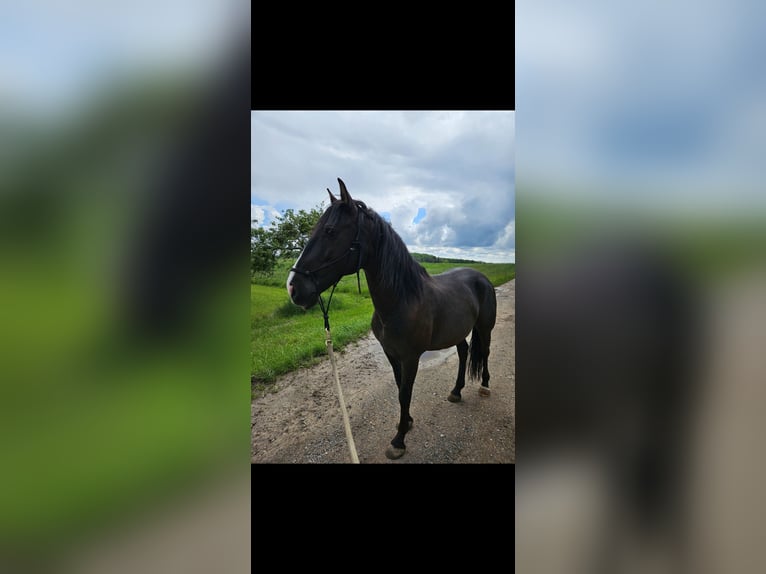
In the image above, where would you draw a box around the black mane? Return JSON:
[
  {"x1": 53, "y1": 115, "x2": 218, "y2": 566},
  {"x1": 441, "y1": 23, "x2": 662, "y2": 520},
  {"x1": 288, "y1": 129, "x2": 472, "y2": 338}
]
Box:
[{"x1": 357, "y1": 202, "x2": 428, "y2": 301}]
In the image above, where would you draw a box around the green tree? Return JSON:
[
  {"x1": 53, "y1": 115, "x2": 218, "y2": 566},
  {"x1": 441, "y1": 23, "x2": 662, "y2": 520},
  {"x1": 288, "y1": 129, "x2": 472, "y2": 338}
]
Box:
[
  {"x1": 250, "y1": 223, "x2": 277, "y2": 275},
  {"x1": 250, "y1": 203, "x2": 324, "y2": 275},
  {"x1": 271, "y1": 202, "x2": 324, "y2": 258}
]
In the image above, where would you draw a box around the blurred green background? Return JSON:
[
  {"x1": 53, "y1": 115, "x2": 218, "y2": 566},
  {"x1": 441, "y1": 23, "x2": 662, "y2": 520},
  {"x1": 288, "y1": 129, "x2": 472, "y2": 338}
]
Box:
[{"x1": 0, "y1": 2, "x2": 250, "y2": 572}]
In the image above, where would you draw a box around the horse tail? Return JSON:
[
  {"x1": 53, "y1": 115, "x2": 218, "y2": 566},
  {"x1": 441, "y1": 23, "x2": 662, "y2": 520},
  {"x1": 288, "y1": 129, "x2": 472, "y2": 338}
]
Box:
[{"x1": 468, "y1": 327, "x2": 484, "y2": 379}]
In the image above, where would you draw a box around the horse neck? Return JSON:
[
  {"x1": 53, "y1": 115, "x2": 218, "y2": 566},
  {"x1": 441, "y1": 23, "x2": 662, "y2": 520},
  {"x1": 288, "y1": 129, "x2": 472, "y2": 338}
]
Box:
[{"x1": 363, "y1": 231, "x2": 424, "y2": 316}]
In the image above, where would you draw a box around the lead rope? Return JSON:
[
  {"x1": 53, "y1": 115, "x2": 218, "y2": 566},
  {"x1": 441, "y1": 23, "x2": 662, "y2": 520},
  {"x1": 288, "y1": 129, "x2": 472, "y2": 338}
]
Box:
[{"x1": 319, "y1": 282, "x2": 361, "y2": 464}]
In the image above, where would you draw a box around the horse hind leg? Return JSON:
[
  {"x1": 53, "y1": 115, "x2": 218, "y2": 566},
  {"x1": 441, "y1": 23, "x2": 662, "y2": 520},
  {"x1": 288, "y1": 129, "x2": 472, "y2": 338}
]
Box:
[{"x1": 447, "y1": 339, "x2": 468, "y2": 403}]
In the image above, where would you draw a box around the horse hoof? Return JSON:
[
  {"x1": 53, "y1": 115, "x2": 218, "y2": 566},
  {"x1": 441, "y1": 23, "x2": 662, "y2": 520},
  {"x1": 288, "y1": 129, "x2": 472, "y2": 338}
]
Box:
[{"x1": 386, "y1": 445, "x2": 407, "y2": 460}]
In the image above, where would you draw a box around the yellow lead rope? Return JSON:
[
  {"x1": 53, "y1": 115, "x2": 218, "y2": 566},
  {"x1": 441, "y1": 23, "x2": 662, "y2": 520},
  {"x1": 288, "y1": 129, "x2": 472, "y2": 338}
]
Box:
[{"x1": 325, "y1": 328, "x2": 359, "y2": 464}]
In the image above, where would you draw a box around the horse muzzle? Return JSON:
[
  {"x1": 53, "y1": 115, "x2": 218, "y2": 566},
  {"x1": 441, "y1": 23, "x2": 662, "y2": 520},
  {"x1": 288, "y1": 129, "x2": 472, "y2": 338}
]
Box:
[{"x1": 287, "y1": 277, "x2": 318, "y2": 309}]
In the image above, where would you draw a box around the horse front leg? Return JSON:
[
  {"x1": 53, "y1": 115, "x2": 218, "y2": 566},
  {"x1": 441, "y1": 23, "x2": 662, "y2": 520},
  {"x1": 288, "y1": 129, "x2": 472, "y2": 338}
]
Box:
[
  {"x1": 447, "y1": 339, "x2": 468, "y2": 403},
  {"x1": 386, "y1": 356, "x2": 418, "y2": 460}
]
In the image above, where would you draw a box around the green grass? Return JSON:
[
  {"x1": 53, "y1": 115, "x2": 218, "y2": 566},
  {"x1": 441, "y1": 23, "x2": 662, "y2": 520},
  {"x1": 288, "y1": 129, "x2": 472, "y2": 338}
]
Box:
[{"x1": 250, "y1": 261, "x2": 515, "y2": 396}]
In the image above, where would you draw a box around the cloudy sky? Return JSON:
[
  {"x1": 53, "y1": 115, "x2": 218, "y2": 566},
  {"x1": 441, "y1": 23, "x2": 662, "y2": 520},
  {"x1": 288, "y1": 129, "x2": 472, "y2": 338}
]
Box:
[{"x1": 250, "y1": 111, "x2": 516, "y2": 262}]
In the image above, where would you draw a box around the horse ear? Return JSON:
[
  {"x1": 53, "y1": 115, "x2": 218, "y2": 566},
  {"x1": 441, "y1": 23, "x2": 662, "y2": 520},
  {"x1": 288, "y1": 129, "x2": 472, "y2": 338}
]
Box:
[{"x1": 338, "y1": 178, "x2": 354, "y2": 206}]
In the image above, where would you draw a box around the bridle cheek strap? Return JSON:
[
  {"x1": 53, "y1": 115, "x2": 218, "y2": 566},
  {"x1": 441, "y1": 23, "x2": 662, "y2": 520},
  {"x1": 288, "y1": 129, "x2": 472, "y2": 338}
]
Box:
[{"x1": 290, "y1": 207, "x2": 364, "y2": 331}]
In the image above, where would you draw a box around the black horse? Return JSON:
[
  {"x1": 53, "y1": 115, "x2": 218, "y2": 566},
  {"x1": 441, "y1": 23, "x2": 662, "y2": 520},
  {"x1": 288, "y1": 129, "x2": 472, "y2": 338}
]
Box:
[{"x1": 287, "y1": 178, "x2": 497, "y2": 459}]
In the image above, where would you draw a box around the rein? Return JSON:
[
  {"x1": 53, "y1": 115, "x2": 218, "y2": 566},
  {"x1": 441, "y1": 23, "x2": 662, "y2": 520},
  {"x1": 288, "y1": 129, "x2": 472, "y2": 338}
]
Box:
[{"x1": 290, "y1": 208, "x2": 365, "y2": 332}]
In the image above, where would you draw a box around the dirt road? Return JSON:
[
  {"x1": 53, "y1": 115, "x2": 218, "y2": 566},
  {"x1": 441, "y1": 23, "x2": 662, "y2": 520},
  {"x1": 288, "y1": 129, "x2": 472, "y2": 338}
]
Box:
[{"x1": 251, "y1": 280, "x2": 516, "y2": 464}]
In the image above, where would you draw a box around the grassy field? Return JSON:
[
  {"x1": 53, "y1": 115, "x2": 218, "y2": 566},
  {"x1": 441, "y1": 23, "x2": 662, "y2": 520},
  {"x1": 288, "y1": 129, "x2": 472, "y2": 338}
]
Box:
[{"x1": 250, "y1": 261, "x2": 515, "y2": 396}]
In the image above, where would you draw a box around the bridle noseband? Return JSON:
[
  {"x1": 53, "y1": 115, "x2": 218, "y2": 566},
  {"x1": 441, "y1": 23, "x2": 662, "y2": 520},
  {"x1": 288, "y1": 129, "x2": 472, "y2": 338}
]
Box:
[{"x1": 290, "y1": 207, "x2": 367, "y2": 331}]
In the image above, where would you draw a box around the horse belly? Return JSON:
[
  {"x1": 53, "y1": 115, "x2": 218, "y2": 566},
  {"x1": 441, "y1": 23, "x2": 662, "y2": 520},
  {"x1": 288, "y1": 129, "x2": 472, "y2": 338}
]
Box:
[{"x1": 427, "y1": 309, "x2": 479, "y2": 351}]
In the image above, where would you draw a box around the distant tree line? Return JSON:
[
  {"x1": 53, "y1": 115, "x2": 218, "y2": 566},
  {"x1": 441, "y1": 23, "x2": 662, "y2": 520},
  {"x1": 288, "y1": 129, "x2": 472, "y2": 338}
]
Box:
[
  {"x1": 412, "y1": 253, "x2": 481, "y2": 263},
  {"x1": 250, "y1": 203, "x2": 324, "y2": 275}
]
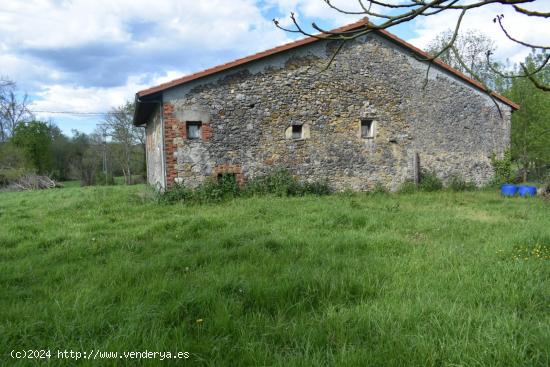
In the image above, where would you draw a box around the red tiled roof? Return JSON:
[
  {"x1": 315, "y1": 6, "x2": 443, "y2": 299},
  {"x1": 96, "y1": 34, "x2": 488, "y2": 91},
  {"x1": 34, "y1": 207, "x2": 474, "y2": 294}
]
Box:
[{"x1": 137, "y1": 18, "x2": 519, "y2": 110}]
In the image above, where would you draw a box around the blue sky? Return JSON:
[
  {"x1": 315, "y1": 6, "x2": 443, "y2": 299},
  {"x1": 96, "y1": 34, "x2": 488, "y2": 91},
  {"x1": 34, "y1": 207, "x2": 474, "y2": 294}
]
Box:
[{"x1": 0, "y1": 0, "x2": 550, "y2": 134}]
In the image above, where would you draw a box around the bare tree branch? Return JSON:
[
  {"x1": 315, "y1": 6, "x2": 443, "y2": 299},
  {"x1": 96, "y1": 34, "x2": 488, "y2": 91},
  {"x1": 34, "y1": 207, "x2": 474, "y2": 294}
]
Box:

• **EXERCISE INSTRUCTIONS**
Rewrite the records from the line holding "the horse belly?" through the end of the records, inclusive, changing "image" to "photo" and keeping everything else the same. Leave the pictures out of your answer.

• **FULL RESPONSE**
In the photo above, where would you draw a box around the horse belly? Return JSON:
[
  {"x1": 53, "y1": 115, "x2": 218, "y2": 566},
  {"x1": 441, "y1": 23, "x2": 662, "y2": 520},
  {"x1": 288, "y1": 129, "x2": 472, "y2": 338}
]
Box:
[{"x1": 427, "y1": 309, "x2": 479, "y2": 351}]
In the photo above, where would you draw a box around the distant tree line? Return JSON:
[
  {"x1": 53, "y1": 115, "x2": 218, "y2": 566},
  {"x1": 441, "y1": 23, "x2": 662, "y2": 520},
  {"x1": 288, "y1": 129, "x2": 472, "y2": 338}
]
Box:
[
  {"x1": 412, "y1": 253, "x2": 481, "y2": 263},
  {"x1": 250, "y1": 203, "x2": 324, "y2": 275}
]
In the photo above, where would you draw a box around the red tiled roof? Return JSON:
[
  {"x1": 315, "y1": 6, "x2": 443, "y2": 299},
  {"x1": 96, "y1": 34, "x2": 488, "y2": 91},
  {"x1": 34, "y1": 207, "x2": 474, "y2": 294}
]
Box:
[{"x1": 137, "y1": 18, "x2": 519, "y2": 110}]
In the photo above, where would you draw a box around the blue sky? Return JSON:
[
  {"x1": 315, "y1": 6, "x2": 443, "y2": 299},
  {"x1": 96, "y1": 34, "x2": 488, "y2": 91},
  {"x1": 34, "y1": 207, "x2": 474, "y2": 294}
]
Box:
[{"x1": 0, "y1": 0, "x2": 550, "y2": 134}]
In the photo above, where would you draw a box around the bare tree branch? Return JSON:
[
  {"x1": 315, "y1": 6, "x2": 443, "y2": 299},
  {"x1": 96, "y1": 34, "x2": 488, "y2": 91},
  {"x1": 34, "y1": 207, "x2": 474, "y2": 294}
]
Box:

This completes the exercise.